● Action item
Return, word for word, the line that contains "Where can the granite" and every line after it through the end of the records.

===== Given data

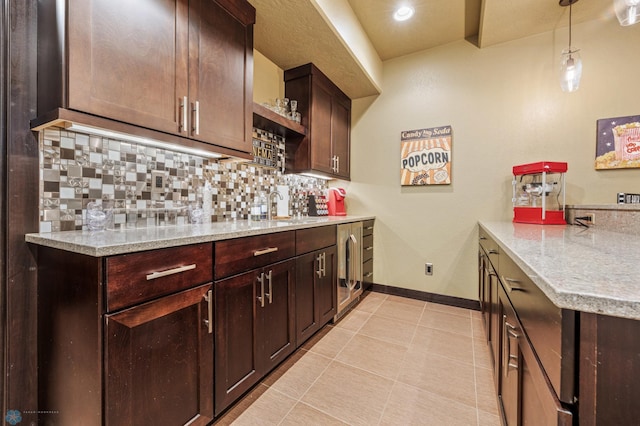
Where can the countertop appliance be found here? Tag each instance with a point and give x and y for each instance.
(336, 202)
(349, 266)
(539, 193)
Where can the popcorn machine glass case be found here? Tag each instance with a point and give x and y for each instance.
(539, 193)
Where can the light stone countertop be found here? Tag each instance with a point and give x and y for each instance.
(587, 270)
(108, 243)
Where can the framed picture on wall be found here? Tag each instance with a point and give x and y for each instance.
(425, 156)
(618, 143)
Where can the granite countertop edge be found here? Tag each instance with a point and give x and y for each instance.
(115, 242)
(606, 300)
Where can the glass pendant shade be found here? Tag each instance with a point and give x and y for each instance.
(570, 70)
(627, 11)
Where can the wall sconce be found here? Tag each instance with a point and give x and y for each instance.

==========

● Answer box
Where can the granite countertop edge be found here? Tag each instance with a point and give x and y for each instance.
(115, 242)
(606, 300)
Where can the glass pendant shade be found here? Tag each instance with a point and give x and y for each instance.
(570, 70)
(627, 11)
Where can the wall sconce be found here? Tag each instance with a point and give x and y for each instance.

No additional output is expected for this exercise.